» What is being asked
Provide the records once more, identical to the original.

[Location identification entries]
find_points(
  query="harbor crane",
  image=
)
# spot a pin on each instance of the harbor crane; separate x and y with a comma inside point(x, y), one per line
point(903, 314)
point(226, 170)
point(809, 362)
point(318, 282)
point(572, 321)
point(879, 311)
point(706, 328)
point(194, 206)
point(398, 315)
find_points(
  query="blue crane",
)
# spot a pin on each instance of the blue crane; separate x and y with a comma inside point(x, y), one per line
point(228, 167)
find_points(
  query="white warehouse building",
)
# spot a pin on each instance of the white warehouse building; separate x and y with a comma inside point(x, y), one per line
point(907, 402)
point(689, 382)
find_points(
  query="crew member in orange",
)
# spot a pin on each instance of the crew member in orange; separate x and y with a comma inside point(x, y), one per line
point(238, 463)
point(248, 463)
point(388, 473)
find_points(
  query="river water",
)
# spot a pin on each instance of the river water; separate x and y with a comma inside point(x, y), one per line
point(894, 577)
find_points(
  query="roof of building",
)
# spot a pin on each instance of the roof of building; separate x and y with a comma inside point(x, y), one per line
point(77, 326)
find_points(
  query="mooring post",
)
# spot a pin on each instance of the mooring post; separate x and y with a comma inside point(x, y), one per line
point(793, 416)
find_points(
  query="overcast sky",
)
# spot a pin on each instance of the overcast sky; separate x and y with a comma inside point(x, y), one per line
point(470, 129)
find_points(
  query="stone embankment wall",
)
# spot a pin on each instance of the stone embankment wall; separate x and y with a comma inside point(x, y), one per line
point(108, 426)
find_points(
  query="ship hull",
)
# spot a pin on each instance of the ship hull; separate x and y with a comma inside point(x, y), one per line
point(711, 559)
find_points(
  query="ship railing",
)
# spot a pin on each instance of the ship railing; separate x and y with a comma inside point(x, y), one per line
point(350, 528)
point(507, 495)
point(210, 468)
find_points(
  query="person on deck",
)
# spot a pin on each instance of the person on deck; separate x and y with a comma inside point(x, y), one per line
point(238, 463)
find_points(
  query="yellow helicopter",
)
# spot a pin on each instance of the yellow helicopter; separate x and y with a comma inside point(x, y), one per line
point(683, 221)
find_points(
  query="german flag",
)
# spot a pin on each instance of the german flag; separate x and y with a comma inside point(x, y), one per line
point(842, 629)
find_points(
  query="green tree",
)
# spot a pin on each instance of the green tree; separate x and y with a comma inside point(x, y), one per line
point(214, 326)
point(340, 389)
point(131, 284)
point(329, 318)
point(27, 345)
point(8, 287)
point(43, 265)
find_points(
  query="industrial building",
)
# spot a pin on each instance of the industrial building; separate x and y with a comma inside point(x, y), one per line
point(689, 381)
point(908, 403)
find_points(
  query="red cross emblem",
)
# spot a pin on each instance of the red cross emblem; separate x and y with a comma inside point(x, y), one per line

» Result of the task
find_points(
  query="harbor crane",
  image=
)
# spot a pin on each instance of the harbor crane; separate x and y with a comma inside point(x, y), one per line
point(903, 314)
point(226, 170)
point(809, 362)
point(318, 282)
point(572, 321)
point(879, 311)
point(706, 328)
point(194, 206)
point(398, 315)
find_points(
  query="blue crane",
)
# spot a pin on each instance of the blue crane; separate x and y with a comma inside point(x, y), one per line
point(228, 167)
find_points(
  query="white warehouse building",
)
# spot a pin on each instance of the white warehouse building; separate x and y with a comma inside point(x, y), one per line
point(907, 402)
point(689, 382)
find_points(
  query="crew member in orange",
)
# spot a pin on each instance of the crew member in orange; separate x and y with a comma inside point(x, y), one per line
point(238, 463)
point(248, 463)
point(388, 473)
find_points(
  query="river water",
)
# spot a pin on each instance of the river water; separate x and y with a comma inside point(x, y), one per line
point(894, 577)
find_points(
  query="roof of building",
)
# spot a pin on each instance of the roof of building; separate x and y with a comma inside point(x, y), one per line
point(77, 326)
find_points(
  query="mooring post",
)
# spot a pin on each instance of the mooring post; separate x and y with a comma inside point(x, y), one per line
point(793, 416)
find_points(
  query="overcast sky",
)
# spot a pin on each instance of the overcast sky; separate x and y with a comma inside point(x, y), one per line
point(470, 129)
find_points(
  query="stone embankment wall",
)
# spot a pin on each instance of the stone embankment wall; separate x and y with a comma inside point(x, y), one per line
point(108, 426)
find_points(
  query="ship hull",
)
# spot a pin on each instance of the ship hull; separate x and y with a comma inside point(x, y), one per line
point(711, 559)
find_points(
  query="ship railing",
)
# spot a pin on each instance of the ship railing; separate x and y with a comma inside point(x, y), one per line
point(350, 528)
point(507, 495)
point(210, 468)
find_points(
  query="person on deck",
)
# spot a pin on each instance of the person on deck; separate x and y with a comma inside point(x, y), one per line
point(238, 463)
find_points(
  query="yellow helicopter",
)
# spot a pin on each instance of the yellow helicopter; separate x and y with a comma inside point(x, y), one per line
point(683, 221)
find_points(
  query="german flag",
)
# spot a pin on each instance of the german flag; separate x and y with a comma inside point(x, y), one per line
point(842, 629)
find_points(
  query="green tree",
)
# spot a pin on each instance of the green tree; separate x and y with a comma inside point(x, y), one per line
point(214, 326)
point(340, 389)
point(131, 284)
point(329, 318)
point(27, 345)
point(8, 287)
point(43, 265)
find_points(
  query="industrial building",
)
# spot a pin on each instance of the industrial building; separate x and y with a comma inside point(x, y), one per line
point(689, 381)
point(908, 403)
find_points(
  query="red cross emblem",
)
# spot a pin on each instance of the red cross emblem; separate x and y with a comma inside point(x, y), one per line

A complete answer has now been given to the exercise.